## AIM OF THE TASK
Take the line that has "Please drop a marker on the woman's" in it and every line after it to the end of the entries, and reproduce them exactly.

Photo-based point labeling data:
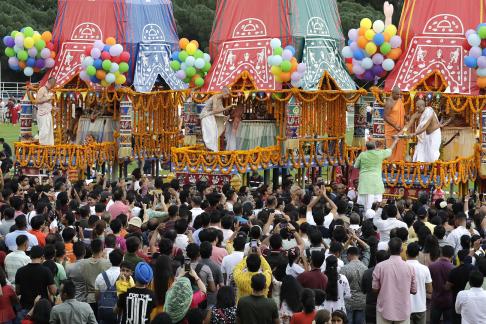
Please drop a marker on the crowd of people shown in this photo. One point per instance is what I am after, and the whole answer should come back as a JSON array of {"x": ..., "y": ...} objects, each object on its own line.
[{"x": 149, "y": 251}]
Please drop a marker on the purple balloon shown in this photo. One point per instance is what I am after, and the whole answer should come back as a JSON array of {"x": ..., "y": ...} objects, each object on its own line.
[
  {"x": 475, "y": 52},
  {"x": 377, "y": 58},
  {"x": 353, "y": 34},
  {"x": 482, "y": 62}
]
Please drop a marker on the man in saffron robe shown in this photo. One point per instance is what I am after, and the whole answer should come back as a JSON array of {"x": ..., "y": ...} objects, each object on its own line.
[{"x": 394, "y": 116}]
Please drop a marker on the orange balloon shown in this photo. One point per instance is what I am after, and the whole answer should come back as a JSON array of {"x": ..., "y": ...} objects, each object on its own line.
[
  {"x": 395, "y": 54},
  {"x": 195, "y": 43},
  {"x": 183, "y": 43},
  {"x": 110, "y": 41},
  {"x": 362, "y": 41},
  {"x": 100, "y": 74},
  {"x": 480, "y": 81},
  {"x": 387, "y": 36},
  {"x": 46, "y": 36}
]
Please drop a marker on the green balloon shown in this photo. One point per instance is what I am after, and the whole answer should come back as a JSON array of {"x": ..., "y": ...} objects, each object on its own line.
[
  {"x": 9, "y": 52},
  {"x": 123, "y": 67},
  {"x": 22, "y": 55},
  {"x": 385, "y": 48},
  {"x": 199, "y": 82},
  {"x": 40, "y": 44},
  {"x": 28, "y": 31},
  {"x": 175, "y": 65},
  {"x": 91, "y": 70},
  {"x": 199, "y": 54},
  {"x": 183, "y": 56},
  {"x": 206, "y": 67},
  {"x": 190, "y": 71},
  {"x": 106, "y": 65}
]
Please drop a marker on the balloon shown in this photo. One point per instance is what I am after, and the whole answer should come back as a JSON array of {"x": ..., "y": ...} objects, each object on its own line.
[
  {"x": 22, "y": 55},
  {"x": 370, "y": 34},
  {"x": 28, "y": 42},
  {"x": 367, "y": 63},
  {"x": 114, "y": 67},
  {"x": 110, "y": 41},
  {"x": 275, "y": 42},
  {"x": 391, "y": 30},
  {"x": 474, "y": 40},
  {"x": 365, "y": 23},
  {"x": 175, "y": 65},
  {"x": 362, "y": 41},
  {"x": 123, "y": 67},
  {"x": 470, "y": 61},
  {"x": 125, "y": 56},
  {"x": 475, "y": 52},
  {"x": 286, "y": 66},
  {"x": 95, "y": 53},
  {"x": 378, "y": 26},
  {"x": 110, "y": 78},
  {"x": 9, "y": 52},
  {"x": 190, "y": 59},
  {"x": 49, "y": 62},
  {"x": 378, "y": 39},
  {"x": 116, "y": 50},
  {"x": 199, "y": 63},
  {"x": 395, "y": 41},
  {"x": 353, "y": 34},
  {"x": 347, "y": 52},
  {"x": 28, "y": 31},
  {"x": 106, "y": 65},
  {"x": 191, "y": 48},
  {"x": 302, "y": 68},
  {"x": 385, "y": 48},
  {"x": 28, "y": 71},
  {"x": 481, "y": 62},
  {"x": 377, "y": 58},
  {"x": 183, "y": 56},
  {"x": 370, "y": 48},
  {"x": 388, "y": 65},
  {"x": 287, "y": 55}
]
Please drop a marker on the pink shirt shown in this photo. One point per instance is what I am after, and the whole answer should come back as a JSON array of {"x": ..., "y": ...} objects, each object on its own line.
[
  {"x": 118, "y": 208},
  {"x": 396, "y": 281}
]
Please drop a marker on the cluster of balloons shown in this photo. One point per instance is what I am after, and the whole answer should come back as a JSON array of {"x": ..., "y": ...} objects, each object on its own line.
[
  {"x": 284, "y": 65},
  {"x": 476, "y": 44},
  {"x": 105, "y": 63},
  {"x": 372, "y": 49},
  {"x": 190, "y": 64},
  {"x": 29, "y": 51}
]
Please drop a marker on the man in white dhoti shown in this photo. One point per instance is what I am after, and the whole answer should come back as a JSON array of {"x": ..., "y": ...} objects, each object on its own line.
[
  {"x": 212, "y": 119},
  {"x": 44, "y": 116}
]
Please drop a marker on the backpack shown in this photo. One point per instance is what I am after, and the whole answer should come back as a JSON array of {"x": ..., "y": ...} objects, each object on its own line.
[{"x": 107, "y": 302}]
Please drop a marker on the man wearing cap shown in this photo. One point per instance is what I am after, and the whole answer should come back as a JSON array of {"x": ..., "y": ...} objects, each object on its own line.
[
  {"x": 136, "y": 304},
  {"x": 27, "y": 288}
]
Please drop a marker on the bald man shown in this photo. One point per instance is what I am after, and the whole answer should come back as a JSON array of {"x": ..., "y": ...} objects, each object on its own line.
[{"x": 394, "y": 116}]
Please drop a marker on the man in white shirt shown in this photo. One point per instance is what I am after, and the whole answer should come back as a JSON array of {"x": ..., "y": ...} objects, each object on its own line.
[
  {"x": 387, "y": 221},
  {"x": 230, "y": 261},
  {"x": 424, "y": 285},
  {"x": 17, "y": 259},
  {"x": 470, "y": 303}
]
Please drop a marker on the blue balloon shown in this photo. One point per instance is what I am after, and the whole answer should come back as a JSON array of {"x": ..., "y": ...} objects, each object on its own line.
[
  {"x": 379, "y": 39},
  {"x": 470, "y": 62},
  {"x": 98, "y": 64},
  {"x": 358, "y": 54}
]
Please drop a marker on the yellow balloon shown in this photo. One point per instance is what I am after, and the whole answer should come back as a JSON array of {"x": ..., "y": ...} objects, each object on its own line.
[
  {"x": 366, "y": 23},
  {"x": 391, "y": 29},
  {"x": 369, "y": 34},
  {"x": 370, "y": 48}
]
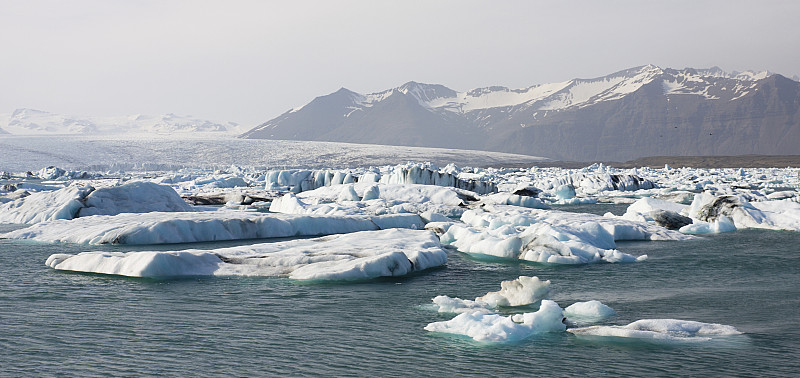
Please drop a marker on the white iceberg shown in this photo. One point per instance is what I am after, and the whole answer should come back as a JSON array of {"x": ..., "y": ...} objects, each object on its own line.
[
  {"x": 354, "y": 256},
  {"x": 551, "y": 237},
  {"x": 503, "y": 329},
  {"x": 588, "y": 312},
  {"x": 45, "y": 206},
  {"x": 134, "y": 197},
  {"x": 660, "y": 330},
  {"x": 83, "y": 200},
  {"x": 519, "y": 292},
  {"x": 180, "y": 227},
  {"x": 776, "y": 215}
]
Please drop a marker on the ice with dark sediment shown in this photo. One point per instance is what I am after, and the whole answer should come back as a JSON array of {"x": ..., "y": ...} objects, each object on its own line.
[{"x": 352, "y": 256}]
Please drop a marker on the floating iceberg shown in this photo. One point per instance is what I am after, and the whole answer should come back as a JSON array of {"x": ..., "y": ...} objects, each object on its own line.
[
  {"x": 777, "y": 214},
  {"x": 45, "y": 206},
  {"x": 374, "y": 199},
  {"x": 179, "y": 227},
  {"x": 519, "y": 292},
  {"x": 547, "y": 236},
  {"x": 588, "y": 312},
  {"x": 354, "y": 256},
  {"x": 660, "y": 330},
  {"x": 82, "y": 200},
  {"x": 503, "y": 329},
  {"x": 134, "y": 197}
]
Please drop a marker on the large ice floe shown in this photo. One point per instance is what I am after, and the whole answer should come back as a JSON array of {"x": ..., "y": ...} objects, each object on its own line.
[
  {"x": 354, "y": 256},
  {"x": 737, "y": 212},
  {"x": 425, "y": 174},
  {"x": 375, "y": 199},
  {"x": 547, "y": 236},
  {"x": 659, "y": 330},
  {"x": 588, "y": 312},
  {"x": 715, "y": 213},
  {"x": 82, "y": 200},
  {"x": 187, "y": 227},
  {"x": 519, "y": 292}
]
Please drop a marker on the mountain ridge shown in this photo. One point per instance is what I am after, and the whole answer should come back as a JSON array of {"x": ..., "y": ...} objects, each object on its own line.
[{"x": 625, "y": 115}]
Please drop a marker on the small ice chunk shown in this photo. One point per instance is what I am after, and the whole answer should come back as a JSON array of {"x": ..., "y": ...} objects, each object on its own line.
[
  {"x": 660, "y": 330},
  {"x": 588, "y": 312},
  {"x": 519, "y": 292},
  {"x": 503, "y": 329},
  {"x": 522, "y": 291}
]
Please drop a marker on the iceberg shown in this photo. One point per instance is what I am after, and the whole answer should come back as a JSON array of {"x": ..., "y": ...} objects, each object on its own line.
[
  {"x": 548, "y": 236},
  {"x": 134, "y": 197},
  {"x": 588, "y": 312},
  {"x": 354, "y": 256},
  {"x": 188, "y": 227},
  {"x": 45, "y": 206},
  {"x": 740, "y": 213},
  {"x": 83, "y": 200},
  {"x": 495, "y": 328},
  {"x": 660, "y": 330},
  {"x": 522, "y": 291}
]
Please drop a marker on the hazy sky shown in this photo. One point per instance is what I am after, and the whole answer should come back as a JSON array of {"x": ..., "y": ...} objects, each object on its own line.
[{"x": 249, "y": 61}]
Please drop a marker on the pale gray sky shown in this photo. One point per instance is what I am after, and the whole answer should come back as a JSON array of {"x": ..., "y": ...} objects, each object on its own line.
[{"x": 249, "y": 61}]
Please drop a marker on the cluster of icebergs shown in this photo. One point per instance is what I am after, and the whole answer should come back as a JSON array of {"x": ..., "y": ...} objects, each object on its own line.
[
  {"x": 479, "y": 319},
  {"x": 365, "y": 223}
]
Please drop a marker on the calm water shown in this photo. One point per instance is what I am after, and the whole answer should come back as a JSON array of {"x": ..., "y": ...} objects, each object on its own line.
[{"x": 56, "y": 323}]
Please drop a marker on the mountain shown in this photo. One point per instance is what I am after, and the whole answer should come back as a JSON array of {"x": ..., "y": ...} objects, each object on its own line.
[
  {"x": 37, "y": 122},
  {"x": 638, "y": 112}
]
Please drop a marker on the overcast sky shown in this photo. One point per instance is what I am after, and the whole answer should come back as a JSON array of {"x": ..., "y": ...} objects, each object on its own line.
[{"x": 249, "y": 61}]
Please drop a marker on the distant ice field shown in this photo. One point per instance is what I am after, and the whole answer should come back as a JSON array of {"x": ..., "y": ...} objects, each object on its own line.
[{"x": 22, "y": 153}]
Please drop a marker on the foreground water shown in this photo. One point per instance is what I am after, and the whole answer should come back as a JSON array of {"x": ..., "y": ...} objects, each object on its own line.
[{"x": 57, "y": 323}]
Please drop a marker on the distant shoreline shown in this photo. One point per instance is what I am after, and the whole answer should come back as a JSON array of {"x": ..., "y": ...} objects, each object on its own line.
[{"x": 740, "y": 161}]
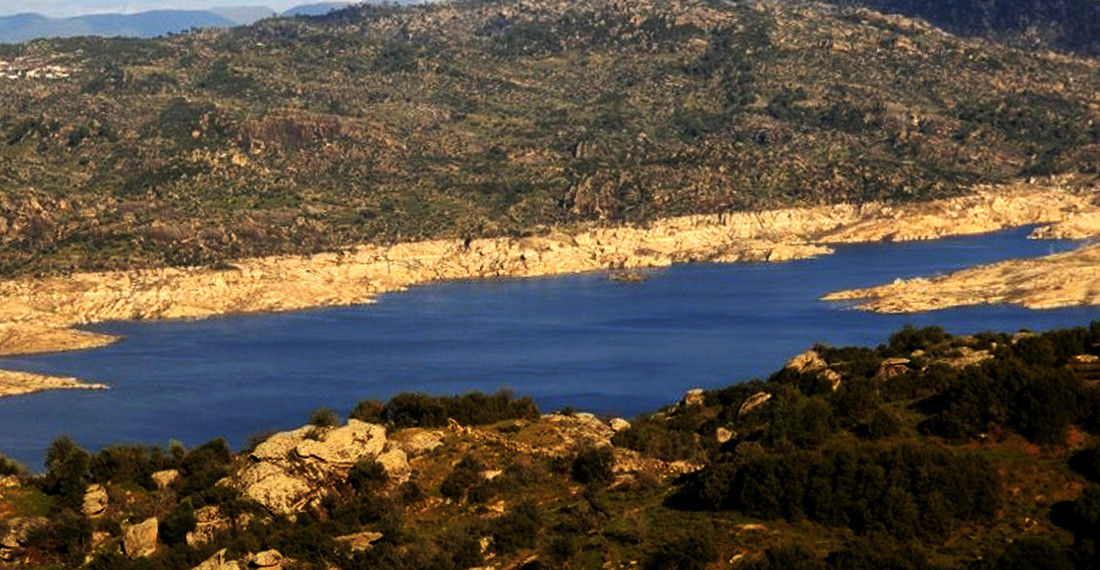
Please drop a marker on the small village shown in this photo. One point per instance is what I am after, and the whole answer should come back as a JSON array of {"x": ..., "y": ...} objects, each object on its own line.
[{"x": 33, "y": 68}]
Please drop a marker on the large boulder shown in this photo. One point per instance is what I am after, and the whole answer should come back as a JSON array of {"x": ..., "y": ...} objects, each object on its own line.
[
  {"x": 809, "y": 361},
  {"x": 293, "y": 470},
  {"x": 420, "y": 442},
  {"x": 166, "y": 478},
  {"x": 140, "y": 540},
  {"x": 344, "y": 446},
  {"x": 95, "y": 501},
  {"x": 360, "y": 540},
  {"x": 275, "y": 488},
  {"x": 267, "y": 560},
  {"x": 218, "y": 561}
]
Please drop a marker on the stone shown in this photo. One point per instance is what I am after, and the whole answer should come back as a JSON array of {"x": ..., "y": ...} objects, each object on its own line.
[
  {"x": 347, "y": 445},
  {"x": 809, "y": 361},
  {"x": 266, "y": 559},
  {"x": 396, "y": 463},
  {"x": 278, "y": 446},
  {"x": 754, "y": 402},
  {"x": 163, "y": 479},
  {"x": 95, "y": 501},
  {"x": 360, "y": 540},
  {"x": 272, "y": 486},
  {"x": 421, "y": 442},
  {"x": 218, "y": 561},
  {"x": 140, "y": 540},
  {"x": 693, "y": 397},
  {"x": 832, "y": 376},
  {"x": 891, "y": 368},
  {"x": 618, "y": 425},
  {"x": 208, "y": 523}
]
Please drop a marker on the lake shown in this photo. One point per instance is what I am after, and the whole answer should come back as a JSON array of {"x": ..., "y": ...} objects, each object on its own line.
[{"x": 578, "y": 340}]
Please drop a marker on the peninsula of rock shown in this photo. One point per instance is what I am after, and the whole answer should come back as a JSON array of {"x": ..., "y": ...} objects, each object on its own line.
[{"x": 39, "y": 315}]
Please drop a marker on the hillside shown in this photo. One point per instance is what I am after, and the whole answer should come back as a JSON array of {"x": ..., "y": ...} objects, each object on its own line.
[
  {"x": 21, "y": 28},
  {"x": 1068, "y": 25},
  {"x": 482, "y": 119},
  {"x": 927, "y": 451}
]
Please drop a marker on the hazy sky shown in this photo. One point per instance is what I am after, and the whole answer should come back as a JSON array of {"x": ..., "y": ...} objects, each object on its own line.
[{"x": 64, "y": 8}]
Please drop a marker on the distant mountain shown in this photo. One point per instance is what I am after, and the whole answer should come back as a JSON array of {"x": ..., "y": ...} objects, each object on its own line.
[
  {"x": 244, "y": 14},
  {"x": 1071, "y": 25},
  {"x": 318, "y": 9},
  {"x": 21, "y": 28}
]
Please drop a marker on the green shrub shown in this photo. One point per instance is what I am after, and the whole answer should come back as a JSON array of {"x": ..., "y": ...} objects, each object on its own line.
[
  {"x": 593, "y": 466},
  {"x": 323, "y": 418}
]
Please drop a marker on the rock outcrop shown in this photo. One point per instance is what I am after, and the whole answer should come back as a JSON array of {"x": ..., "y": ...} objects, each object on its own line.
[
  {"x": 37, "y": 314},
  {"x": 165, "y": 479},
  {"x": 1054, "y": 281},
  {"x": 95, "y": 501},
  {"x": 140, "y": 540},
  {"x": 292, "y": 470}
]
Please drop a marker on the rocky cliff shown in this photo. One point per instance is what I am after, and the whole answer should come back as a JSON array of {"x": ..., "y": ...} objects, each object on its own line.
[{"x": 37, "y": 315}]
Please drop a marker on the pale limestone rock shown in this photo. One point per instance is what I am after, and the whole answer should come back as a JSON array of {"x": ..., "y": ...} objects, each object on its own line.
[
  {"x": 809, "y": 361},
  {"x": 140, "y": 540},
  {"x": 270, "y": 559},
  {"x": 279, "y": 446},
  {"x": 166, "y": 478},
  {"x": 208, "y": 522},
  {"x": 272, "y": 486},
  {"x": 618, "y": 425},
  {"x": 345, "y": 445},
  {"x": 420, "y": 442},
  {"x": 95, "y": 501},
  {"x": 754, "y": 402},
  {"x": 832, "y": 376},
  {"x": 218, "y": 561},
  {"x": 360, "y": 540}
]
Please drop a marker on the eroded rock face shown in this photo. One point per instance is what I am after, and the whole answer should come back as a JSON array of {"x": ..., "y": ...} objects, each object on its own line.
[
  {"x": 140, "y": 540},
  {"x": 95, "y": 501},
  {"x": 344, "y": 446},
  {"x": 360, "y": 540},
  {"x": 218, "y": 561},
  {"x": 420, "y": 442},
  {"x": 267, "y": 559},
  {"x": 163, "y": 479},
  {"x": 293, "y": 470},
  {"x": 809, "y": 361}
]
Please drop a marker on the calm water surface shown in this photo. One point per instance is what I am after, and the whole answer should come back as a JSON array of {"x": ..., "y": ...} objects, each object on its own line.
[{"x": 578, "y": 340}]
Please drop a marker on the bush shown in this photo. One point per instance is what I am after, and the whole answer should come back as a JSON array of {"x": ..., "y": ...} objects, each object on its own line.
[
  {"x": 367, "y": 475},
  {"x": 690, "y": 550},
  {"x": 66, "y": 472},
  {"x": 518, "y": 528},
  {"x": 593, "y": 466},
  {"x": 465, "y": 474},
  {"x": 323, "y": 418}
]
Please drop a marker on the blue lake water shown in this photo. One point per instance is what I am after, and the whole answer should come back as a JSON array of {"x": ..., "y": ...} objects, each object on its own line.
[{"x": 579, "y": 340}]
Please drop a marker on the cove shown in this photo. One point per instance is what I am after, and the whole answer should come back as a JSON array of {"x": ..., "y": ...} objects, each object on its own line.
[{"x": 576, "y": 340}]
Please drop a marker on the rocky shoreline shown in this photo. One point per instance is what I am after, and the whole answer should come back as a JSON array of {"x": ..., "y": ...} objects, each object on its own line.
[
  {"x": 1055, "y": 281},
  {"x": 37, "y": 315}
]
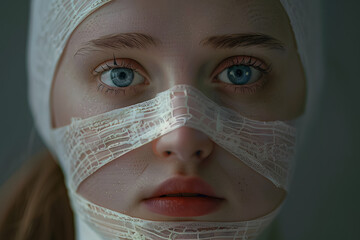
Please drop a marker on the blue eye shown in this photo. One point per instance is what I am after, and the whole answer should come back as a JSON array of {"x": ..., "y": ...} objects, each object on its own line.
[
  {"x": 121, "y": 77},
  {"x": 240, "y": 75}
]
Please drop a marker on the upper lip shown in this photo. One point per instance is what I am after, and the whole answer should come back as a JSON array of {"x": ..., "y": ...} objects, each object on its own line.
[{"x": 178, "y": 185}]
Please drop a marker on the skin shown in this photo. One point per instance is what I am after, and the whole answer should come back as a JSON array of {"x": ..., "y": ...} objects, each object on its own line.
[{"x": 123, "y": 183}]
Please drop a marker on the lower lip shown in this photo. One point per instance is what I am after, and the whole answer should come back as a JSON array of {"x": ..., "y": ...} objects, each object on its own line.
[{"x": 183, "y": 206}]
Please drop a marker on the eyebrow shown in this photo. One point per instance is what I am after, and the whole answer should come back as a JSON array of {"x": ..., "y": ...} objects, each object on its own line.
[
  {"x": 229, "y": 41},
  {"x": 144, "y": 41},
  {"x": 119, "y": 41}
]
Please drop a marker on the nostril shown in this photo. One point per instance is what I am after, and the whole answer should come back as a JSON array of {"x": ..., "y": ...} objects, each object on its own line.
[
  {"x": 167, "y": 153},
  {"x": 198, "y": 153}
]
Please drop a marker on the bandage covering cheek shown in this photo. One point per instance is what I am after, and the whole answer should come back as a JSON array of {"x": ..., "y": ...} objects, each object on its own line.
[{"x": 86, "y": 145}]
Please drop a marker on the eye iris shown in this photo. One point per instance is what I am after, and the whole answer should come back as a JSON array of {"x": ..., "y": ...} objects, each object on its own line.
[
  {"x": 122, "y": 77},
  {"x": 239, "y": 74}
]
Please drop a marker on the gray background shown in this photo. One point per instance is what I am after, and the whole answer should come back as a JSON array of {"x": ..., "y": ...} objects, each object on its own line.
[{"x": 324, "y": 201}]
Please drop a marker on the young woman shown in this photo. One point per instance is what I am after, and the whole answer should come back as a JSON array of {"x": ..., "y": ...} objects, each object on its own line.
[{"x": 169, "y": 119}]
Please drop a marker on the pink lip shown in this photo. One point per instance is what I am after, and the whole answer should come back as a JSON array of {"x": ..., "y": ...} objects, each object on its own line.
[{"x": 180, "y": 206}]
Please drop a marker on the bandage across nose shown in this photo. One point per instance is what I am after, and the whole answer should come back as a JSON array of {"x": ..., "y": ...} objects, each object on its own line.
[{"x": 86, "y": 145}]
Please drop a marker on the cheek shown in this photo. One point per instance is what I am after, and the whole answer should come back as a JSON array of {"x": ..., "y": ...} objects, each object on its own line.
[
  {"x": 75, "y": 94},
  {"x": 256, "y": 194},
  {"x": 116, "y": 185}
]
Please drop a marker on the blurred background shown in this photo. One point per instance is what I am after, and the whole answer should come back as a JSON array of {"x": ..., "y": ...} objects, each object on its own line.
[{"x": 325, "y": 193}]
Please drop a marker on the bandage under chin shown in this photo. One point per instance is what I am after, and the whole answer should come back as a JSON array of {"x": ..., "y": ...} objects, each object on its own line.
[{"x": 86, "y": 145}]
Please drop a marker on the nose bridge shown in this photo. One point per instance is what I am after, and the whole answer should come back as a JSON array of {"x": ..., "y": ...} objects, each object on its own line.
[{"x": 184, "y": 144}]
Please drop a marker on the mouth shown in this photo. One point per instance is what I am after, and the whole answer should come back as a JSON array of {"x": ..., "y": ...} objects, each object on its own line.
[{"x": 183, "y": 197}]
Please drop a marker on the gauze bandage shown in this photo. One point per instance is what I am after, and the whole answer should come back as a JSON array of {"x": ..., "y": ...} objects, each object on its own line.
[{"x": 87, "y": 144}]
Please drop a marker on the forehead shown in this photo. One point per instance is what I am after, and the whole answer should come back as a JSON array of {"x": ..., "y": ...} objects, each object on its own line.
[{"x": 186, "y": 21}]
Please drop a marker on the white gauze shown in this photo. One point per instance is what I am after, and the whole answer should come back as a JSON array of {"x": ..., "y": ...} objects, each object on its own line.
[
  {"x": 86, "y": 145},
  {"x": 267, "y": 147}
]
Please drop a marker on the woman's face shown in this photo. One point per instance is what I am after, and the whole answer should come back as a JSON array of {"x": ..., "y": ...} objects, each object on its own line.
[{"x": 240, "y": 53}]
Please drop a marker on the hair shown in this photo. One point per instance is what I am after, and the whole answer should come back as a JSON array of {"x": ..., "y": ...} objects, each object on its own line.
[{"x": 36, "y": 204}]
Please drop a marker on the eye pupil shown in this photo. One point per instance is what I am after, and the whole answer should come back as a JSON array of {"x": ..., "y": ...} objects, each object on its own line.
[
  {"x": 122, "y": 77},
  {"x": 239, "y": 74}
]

## PROBLEM SOLUTION
Please drop a marker on the woman's face shown in this photo. One point per instance is what I am after, and the whole answer should come back as a JSON array of {"x": ..., "y": ...} objects, each object on its own line.
[{"x": 240, "y": 53}]
Please drop a marker on the hair shown in this photo. One point per instance is what I am after, and the whole answer should come back as a JSON array of {"x": ..., "y": ...} objects, each object on its own line.
[{"x": 36, "y": 204}]
Please drop a marker on the eye pupil shown in this photo. One point per instance is what I am after, and the whole answer should come back as a JSON array of {"x": ..., "y": ...} objects, each object on its own line.
[
  {"x": 122, "y": 77},
  {"x": 239, "y": 74}
]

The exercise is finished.